--- Extracted data Enclosed Below ---

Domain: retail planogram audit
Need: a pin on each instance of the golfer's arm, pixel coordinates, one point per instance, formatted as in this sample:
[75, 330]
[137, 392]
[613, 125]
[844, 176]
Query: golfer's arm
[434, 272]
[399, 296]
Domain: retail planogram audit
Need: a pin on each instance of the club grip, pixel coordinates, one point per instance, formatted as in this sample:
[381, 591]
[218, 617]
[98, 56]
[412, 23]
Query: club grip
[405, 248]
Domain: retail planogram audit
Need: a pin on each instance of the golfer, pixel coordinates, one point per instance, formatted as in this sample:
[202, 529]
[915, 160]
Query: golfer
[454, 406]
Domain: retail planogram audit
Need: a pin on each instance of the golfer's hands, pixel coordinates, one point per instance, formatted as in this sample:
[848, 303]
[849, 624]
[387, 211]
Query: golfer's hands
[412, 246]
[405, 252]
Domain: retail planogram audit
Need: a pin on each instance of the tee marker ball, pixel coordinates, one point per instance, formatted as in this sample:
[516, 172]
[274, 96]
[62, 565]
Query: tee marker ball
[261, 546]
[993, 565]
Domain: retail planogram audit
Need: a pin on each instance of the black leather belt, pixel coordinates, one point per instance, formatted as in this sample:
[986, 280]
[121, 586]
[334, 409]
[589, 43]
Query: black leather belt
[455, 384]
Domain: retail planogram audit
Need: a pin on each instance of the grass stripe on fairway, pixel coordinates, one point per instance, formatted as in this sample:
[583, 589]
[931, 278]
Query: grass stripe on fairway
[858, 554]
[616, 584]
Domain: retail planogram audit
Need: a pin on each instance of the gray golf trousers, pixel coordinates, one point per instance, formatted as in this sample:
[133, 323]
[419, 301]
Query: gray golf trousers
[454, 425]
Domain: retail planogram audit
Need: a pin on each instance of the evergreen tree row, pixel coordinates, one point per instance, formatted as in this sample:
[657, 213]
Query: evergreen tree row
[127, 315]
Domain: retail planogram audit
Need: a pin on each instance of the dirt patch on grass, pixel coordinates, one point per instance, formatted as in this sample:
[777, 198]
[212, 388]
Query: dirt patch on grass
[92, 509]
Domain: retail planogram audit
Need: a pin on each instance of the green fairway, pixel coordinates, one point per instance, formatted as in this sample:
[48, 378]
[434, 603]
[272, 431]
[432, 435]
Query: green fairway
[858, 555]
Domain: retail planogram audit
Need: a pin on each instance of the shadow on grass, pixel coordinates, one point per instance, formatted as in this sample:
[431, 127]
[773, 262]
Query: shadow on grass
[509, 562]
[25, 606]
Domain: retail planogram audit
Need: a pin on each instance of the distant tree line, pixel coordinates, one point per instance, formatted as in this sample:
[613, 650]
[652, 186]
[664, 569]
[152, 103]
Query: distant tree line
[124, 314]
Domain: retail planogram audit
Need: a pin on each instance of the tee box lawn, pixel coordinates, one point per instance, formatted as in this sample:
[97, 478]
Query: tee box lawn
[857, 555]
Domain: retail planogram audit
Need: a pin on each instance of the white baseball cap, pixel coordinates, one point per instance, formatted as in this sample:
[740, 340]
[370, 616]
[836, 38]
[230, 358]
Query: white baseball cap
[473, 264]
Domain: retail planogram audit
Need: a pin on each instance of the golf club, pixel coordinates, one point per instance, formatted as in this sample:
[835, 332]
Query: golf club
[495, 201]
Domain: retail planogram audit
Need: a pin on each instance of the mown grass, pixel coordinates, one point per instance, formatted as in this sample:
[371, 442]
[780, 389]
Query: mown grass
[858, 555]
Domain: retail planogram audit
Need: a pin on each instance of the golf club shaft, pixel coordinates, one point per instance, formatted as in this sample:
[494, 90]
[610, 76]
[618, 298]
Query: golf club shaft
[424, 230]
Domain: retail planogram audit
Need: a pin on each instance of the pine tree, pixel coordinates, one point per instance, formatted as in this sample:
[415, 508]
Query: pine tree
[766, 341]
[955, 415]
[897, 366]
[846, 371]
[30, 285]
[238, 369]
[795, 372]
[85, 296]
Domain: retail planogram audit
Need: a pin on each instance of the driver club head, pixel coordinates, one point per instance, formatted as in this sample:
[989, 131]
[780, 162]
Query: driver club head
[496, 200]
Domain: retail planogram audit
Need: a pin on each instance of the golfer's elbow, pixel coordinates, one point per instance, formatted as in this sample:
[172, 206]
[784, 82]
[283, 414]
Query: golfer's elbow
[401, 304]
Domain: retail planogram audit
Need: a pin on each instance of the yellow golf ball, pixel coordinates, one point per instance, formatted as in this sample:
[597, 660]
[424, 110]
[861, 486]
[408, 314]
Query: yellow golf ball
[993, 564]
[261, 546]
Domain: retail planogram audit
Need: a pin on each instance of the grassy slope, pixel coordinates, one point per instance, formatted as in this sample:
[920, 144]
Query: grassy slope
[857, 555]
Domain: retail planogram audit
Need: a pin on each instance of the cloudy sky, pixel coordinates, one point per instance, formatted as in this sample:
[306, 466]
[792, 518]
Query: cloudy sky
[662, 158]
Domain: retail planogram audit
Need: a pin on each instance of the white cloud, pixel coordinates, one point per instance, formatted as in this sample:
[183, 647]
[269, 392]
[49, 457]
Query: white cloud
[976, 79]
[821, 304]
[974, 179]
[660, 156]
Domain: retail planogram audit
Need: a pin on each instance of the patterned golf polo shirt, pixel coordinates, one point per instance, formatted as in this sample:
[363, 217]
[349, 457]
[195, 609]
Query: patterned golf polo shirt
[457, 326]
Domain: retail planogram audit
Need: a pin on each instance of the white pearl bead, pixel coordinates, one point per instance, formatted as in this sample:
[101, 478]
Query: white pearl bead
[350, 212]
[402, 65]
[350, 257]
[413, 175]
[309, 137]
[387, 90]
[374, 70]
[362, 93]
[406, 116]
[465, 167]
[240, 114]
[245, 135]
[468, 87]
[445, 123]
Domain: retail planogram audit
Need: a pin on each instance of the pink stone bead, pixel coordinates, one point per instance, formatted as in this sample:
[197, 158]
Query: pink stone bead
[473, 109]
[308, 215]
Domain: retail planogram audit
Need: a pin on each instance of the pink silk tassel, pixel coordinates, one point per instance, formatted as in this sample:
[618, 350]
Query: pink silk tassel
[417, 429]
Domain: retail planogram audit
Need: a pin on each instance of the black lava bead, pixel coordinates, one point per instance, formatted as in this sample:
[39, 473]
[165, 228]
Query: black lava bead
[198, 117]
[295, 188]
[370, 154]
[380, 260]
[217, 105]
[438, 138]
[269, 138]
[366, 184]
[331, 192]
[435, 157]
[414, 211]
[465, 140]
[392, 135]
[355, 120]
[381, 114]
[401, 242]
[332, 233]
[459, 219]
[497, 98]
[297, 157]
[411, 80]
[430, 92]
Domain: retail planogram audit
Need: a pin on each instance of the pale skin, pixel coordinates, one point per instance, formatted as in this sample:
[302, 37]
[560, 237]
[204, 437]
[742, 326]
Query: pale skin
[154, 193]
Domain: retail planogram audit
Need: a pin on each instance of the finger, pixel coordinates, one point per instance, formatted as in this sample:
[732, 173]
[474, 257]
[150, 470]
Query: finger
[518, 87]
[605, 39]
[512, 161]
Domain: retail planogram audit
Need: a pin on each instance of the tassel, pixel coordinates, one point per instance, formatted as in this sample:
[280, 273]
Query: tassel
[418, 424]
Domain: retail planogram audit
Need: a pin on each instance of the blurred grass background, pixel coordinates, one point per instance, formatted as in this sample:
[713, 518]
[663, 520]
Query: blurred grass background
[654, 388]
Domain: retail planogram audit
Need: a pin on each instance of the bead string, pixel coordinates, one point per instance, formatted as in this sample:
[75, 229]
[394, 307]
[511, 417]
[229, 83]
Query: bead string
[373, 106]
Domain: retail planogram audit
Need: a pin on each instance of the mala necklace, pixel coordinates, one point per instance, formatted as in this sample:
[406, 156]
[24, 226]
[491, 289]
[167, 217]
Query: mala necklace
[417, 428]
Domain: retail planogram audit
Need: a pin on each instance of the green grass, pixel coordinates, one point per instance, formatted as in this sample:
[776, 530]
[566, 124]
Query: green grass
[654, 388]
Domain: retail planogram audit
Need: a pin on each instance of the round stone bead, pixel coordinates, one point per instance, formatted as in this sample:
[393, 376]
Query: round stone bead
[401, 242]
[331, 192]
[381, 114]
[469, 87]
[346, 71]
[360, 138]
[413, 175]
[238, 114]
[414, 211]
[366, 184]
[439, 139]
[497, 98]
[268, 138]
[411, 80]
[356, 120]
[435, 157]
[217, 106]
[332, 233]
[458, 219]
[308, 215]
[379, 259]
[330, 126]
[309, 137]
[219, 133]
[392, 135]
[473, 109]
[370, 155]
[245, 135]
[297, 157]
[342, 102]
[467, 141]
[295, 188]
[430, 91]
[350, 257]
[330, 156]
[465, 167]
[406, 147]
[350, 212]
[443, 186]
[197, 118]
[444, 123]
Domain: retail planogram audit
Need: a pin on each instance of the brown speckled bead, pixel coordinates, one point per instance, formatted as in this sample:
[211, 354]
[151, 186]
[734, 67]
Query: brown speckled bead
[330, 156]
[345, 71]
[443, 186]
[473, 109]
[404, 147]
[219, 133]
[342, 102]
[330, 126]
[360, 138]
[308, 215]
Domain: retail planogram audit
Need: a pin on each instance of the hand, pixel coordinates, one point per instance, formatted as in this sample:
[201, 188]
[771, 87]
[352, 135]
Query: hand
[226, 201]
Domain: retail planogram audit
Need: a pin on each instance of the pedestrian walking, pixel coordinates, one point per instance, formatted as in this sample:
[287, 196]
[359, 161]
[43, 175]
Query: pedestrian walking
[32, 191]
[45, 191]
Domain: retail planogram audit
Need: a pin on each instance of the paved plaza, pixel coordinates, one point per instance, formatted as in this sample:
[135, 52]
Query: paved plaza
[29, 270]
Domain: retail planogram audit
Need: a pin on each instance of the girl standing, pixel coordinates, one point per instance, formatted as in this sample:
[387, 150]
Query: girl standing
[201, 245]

--- End of Enclosed Extracted data ---

Work item ::
Can you write out the lines above, from the first one through the one containing "Need: a pin on each instance of the club", exactly as they appear and nothing more?

Result of the exercise ::
Domain: retail planogram audit
Need: a pin on each instance of the golfer's arm, pixel coordinates, one point per instance, formatted as in this sample:
[75, 330]
[137, 392]
[613, 125]
[844, 176]
Query: golfer's arm
[434, 272]
[399, 296]
Domain: retail planogram audit
Need: a pin on each instance of the club grip, pixel coordinates, one point per instance, formatted as in this sample:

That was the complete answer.